> _Your objective_
Can you transcribe every one of the lines below word for word, leaving the pictures out of your answer?

> _Material for the task_
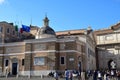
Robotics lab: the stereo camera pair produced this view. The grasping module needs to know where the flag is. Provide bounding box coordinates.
[20,28,23,33]
[15,25,18,31]
[22,25,30,32]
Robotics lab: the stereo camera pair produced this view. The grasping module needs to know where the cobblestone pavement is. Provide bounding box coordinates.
[0,77,78,80]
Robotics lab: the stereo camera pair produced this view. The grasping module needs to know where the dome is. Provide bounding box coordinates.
[36,17,56,39]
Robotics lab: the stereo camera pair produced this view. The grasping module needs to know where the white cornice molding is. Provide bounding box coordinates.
[0,50,82,56]
[0,42,25,47]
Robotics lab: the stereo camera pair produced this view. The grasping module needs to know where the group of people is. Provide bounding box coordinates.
[87,70,120,80]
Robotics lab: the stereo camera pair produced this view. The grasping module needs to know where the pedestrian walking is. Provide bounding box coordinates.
[65,69,69,80]
[54,72,58,80]
[69,71,73,80]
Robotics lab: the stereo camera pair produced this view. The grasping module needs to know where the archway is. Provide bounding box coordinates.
[12,58,18,75]
[108,59,116,70]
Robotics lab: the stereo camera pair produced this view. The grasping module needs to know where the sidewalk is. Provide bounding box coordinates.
[0,77,78,80]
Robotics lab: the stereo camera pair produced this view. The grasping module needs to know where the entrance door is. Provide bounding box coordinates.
[12,63,17,75]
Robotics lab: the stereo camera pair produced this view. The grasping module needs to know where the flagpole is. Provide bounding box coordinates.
[2,25,5,44]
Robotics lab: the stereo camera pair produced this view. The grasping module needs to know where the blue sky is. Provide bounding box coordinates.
[0,0,120,31]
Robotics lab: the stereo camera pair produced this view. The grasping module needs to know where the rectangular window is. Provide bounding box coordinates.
[60,57,65,64]
[22,59,24,66]
[0,27,2,32]
[5,60,8,66]
[34,57,45,65]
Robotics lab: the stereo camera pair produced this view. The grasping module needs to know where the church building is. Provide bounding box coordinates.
[0,17,96,76]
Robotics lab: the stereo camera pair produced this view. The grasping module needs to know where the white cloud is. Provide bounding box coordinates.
[0,0,5,4]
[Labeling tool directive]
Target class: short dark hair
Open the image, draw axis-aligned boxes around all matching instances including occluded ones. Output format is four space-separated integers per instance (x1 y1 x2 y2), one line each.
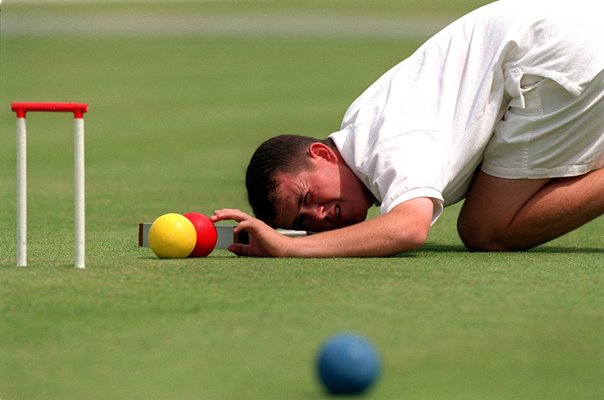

> _Reply to the exercise_
Robotics lab: the stereo camera pair produced this view. The grasping module needs to know where the flag is. Provide bounding box coordinates.
[20,28,23,33]
[15,25,18,31]
[22,25,30,32]
Robotics lab: the stereo camera pair produced this view. The grasping module needs to know where the cobblestone pavement is. Provide bounding box coordinates.
[0,77,78,80]
Robotics lab: the stereo camera pair produced this view. The grasping module needs to know where the dome is. Provide bounding box coordinates.
[36,17,56,39]
Robotics lab: the stereo camera pair produced this view. The grasping module needs to know where the white cornice molding is. Provide bounding box coordinates.
[0,50,82,56]
[0,42,25,47]
Robotics lab: the stereo camera pair produced this view. The grasping module needs to know where the group of people is. Provide bounding box coordinates.
[87,70,120,80]
Robotics lab: the stereo camera pair produced this view. The grasping module needs to know where the pedestrian walking is. Provide bounding box coordinates.
[65,69,69,80]
[54,72,58,80]
[69,71,73,80]
Robotics lab: the stereo camera pair produced this view. The grasping module needs to know where the archway is. Provide bounding box coordinates.
[12,58,18,75]
[108,59,116,70]
Robotics lab: the stereo camera pair produced this view. The grasping module needs to know where the sidewalk is. Provide bounding box coordinates.
[0,77,78,80]
Robotics lab: the stereo camera pair produced this view. The grasping module needs to know where the entrance door is. Provide bounding box coordinates.
[12,63,17,75]
Robotics lab: the stereo camera pair produced this view. The grasping module needs to know where the flagpole is. Provide bounding box coordinates.
[2,25,5,44]
Robotics lab: the stereo camera pair produced this view. The grasping module needs to know where the blue sky is. Provide bounding box coordinates.
[0,0,120,31]
Robotics lab: the stereo camera pair produced this view. The grasping module needs to know where the rectangular window is. Provide bounding box coordinates.
[60,57,65,64]
[22,59,24,66]
[0,27,2,32]
[5,60,8,66]
[34,57,45,65]
Robotics lab: the stereo camera pair produced this view. The grasping module needs to know where the church building is. Provide bounding box coordinates.
[0,17,96,76]
Robotics lab: the stereo camera pair produced this view. The grasping module needs to know where the white cloud is. Provide bounding box coordinates.
[0,0,5,4]
[Labeling tool directive]
Target class: short dark hair
Open the image, draw axis-aligned boxes around all matching instances including occluded ones. Output format is four space-separated integers per instance (x1 y1 x2 y2), one line each.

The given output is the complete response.